--- To be done ---
Please copy the listing below word for word, from its start through the line with "[0,0,60,26]", and leave out the pictures.

--- Extracted information ---
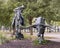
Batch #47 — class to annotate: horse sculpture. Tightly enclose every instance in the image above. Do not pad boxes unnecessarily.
[12,6,47,43]
[12,6,24,39]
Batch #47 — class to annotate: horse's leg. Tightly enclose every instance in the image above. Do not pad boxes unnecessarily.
[42,34,44,41]
[37,26,42,43]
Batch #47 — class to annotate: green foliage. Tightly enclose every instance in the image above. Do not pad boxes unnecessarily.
[0,0,60,26]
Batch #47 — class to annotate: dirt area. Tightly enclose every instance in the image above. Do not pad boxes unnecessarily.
[0,39,60,48]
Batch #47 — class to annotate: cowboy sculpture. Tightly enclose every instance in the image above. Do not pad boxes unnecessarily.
[12,5,24,39]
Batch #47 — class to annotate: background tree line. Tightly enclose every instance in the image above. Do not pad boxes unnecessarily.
[0,0,60,27]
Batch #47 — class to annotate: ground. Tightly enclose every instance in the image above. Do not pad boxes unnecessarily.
[0,33,60,48]
[0,39,60,48]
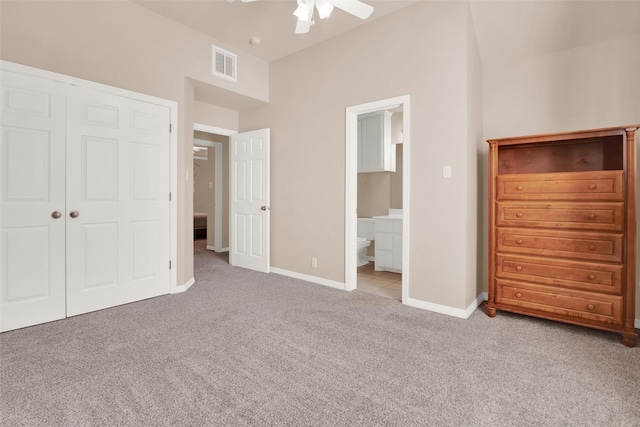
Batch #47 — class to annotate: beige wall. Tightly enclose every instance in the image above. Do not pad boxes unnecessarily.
[193,158,215,215]
[0,1,269,285]
[358,172,393,218]
[194,131,229,248]
[193,101,240,131]
[240,2,479,309]
[483,34,640,319]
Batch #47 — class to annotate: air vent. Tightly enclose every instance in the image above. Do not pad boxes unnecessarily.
[212,46,238,82]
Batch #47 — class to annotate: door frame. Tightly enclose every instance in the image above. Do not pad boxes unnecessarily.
[191,123,238,252]
[344,95,411,304]
[0,60,179,293]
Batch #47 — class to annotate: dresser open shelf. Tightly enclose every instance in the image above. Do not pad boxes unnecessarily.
[487,125,638,347]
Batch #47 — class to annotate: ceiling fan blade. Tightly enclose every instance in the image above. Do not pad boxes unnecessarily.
[296,19,311,34]
[330,0,373,19]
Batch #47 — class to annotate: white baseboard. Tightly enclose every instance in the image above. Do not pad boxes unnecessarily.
[403,292,488,319]
[171,277,196,294]
[270,267,345,291]
[207,245,229,252]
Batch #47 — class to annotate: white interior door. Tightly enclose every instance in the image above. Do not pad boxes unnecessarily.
[229,129,269,273]
[0,71,66,332]
[66,87,171,316]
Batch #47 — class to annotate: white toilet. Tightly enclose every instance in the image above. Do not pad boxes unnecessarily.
[357,218,376,267]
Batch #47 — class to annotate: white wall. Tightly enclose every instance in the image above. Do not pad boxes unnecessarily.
[483,34,640,319]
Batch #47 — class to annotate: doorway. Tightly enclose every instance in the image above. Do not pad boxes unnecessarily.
[193,124,237,253]
[345,95,410,303]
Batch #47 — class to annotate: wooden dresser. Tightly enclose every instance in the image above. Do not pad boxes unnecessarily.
[487,125,640,347]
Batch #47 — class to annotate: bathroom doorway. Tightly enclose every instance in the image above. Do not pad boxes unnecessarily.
[345,95,410,303]
[193,124,237,254]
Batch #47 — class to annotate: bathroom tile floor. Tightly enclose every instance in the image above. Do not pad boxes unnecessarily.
[358,262,402,301]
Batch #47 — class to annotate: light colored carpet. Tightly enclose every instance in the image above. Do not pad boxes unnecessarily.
[0,242,640,426]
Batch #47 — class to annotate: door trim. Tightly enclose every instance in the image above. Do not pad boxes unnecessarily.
[344,95,411,304]
[0,60,179,293]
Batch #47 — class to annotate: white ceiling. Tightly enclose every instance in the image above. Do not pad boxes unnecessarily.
[134,0,640,67]
[471,0,640,67]
[133,0,420,62]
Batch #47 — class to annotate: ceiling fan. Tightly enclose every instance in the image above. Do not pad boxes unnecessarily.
[227,0,373,34]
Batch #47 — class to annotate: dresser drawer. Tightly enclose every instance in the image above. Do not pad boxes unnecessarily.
[496,171,624,201]
[496,254,623,295]
[496,228,622,262]
[495,280,622,325]
[496,202,624,231]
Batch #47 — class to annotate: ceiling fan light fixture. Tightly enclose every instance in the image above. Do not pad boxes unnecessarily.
[293,6,313,22]
[316,0,333,19]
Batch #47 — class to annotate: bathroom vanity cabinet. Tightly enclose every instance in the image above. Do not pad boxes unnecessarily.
[488,126,638,347]
[374,215,402,273]
[358,111,396,173]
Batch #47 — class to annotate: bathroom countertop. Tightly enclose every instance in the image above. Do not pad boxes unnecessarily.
[373,215,402,219]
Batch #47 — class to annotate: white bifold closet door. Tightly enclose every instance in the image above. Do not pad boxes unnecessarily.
[0,71,170,331]
[0,71,67,331]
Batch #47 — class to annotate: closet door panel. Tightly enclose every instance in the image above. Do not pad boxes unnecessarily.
[0,70,66,332]
[67,87,170,316]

--- Solution ---
Batch #47 — class to annotate: horse sculpture. Tightly enclose every instance in the image above. Do not pad boxes unnecessarily.
[12,6,47,43]
[12,6,24,39]
Batch #47 — class to annotate: horse's leg. Tightly enclose every instance in the image above. Do not pad boxes unnecessarily.
[42,34,44,41]
[37,26,42,43]
Batch #47 — class to annotate: green foliage. Tightly enclose every instance in the image above. Do not pad boxes unnecessarily.
[0,0,60,26]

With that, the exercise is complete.